Report how many lines of the listing below contain the string "wooden", treating case as significant. Give only the number.

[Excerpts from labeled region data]
----
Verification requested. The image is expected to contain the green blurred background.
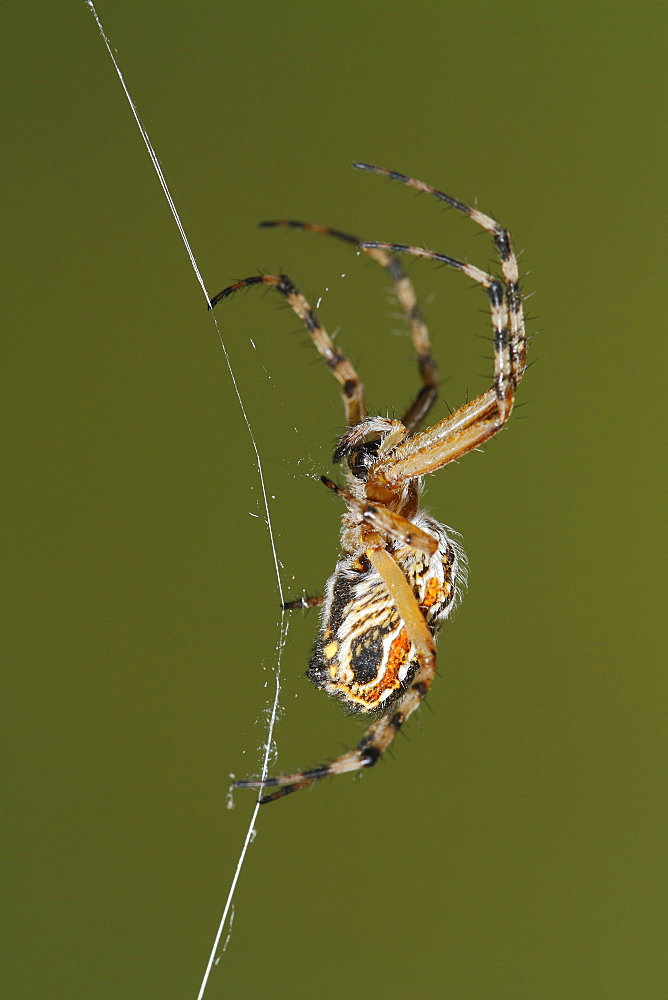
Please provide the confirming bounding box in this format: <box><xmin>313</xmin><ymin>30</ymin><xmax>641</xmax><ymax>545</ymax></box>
<box><xmin>3</xmin><ymin>0</ymin><xmax>668</xmax><ymax>1000</ymax></box>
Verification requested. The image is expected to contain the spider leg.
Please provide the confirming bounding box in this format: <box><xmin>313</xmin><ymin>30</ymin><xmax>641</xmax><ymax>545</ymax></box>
<box><xmin>259</xmin><ymin>219</ymin><xmax>438</xmax><ymax>433</ymax></box>
<box><xmin>353</xmin><ymin>163</ymin><xmax>526</xmax><ymax>387</ymax></box>
<box><xmin>209</xmin><ymin>274</ymin><xmax>366</xmax><ymax>426</ymax></box>
<box><xmin>234</xmin><ymin>547</ymin><xmax>436</xmax><ymax>805</ymax></box>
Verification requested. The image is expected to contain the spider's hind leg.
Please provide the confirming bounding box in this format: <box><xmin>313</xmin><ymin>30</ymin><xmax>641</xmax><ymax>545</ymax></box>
<box><xmin>234</xmin><ymin>680</ymin><xmax>434</xmax><ymax>805</ymax></box>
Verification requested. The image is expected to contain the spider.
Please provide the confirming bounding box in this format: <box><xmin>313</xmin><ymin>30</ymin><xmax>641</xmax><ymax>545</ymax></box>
<box><xmin>210</xmin><ymin>163</ymin><xmax>526</xmax><ymax>804</ymax></box>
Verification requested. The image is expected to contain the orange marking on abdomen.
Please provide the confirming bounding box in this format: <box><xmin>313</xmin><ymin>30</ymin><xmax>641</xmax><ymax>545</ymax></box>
<box><xmin>421</xmin><ymin>576</ymin><xmax>443</xmax><ymax>608</ymax></box>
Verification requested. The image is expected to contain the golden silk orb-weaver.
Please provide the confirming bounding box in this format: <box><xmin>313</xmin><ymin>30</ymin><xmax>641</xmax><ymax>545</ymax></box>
<box><xmin>210</xmin><ymin>163</ymin><xmax>526</xmax><ymax>803</ymax></box>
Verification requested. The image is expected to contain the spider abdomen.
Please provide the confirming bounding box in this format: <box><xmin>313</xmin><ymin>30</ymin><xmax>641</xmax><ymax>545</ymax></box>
<box><xmin>308</xmin><ymin>513</ymin><xmax>464</xmax><ymax>712</ymax></box>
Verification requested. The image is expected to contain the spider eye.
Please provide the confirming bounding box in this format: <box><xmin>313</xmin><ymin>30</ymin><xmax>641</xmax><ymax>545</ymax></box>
<box><xmin>348</xmin><ymin>439</ymin><xmax>380</xmax><ymax>480</ymax></box>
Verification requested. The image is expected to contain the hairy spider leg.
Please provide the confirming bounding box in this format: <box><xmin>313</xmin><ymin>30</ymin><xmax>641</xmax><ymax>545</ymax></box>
<box><xmin>353</xmin><ymin>163</ymin><xmax>526</xmax><ymax>388</ymax></box>
<box><xmin>209</xmin><ymin>274</ymin><xmax>367</xmax><ymax>427</ymax></box>
<box><xmin>259</xmin><ymin>219</ymin><xmax>438</xmax><ymax>433</ymax></box>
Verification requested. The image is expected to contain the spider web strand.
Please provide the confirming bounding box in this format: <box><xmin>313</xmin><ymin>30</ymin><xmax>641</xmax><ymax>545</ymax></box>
<box><xmin>85</xmin><ymin>0</ymin><xmax>288</xmax><ymax>1000</ymax></box>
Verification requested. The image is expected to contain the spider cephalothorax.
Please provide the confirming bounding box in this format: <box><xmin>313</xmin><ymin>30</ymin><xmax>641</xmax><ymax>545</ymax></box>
<box><xmin>210</xmin><ymin>163</ymin><xmax>526</xmax><ymax>802</ymax></box>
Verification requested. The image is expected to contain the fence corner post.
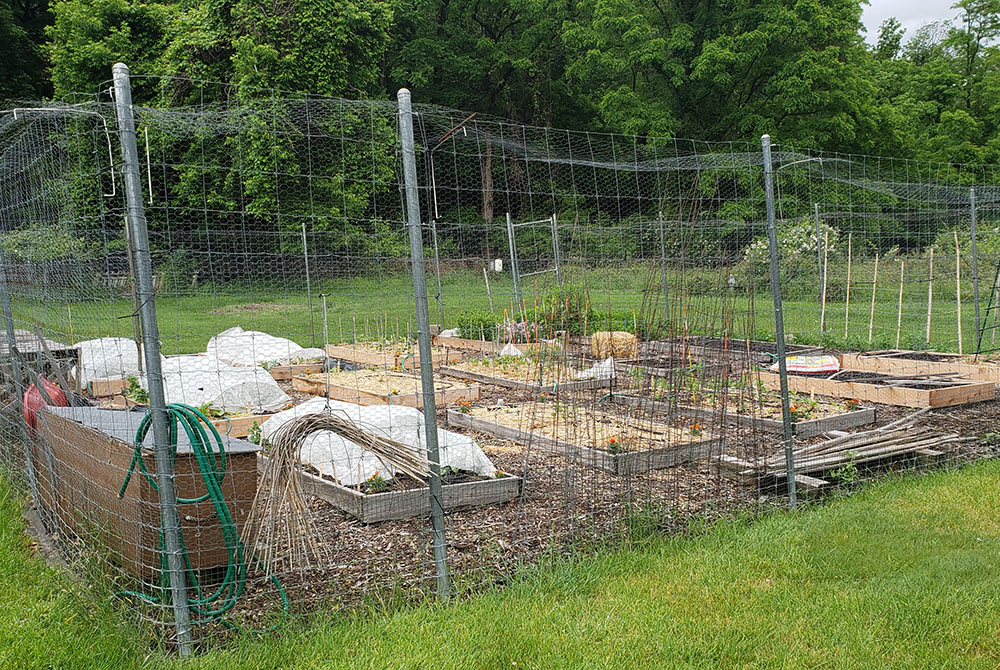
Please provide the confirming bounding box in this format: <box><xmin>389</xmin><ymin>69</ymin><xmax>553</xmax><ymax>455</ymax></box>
<box><xmin>396</xmin><ymin>88</ymin><xmax>451</xmax><ymax>600</ymax></box>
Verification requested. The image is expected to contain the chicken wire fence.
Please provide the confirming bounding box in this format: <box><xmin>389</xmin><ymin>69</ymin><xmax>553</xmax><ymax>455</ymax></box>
<box><xmin>0</xmin><ymin>65</ymin><xmax>1000</xmax><ymax>653</ymax></box>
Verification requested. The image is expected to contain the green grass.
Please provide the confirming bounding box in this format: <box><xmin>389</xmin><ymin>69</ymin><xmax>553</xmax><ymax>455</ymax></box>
<box><xmin>7</xmin><ymin>266</ymin><xmax>987</xmax><ymax>354</ymax></box>
<box><xmin>0</xmin><ymin>462</ymin><xmax>1000</xmax><ymax>670</ymax></box>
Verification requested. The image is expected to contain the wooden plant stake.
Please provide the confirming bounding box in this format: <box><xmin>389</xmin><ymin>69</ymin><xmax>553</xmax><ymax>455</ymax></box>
<box><xmin>868</xmin><ymin>254</ymin><xmax>878</xmax><ymax>344</ymax></box>
<box><xmin>896</xmin><ymin>261</ymin><xmax>906</xmax><ymax>349</ymax></box>
<box><xmin>844</xmin><ymin>233</ymin><xmax>853</xmax><ymax>343</ymax></box>
<box><xmin>924</xmin><ymin>247</ymin><xmax>934</xmax><ymax>346</ymax></box>
<box><xmin>819</xmin><ymin>230</ymin><xmax>830</xmax><ymax>336</ymax></box>
<box><xmin>955</xmin><ymin>230</ymin><xmax>962</xmax><ymax>356</ymax></box>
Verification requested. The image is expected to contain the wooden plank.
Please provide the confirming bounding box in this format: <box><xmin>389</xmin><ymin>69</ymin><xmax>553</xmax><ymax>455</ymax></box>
<box><xmin>447</xmin><ymin>410</ymin><xmax>721</xmax><ymax>475</ymax></box>
<box><xmin>326</xmin><ymin>344</ymin><xmax>464</xmax><ymax>371</ymax></box>
<box><xmin>840</xmin><ymin>350</ymin><xmax>1000</xmax><ymax>384</ymax></box>
<box><xmin>268</xmin><ymin>363</ymin><xmax>323</xmax><ymax>381</ymax></box>
<box><xmin>212</xmin><ymin>414</ymin><xmax>274</xmax><ymax>437</ymax></box>
<box><xmin>87</xmin><ymin>379</ymin><xmax>128</xmax><ymax>398</ymax></box>
<box><xmin>611</xmin><ymin>395</ymin><xmax>875</xmax><ymax>437</ymax></box>
<box><xmin>759</xmin><ymin>371</ymin><xmax>996</xmax><ymax>407</ymax></box>
<box><xmin>438</xmin><ymin>366</ymin><xmax>614</xmax><ymax>393</ymax></box>
<box><xmin>258</xmin><ymin>455</ymin><xmax>524</xmax><ymax>523</ymax></box>
<box><xmin>292</xmin><ymin>377</ymin><xmax>480</xmax><ymax>409</ymax></box>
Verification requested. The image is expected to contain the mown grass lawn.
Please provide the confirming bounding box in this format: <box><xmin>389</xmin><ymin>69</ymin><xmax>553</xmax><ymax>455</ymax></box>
<box><xmin>0</xmin><ymin>462</ymin><xmax>1000</xmax><ymax>669</ymax></box>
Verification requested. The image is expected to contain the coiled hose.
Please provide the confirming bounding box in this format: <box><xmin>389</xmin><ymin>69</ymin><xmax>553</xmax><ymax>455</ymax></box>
<box><xmin>118</xmin><ymin>403</ymin><xmax>289</xmax><ymax>630</ymax></box>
----
▶ _Solution for this exercise_:
2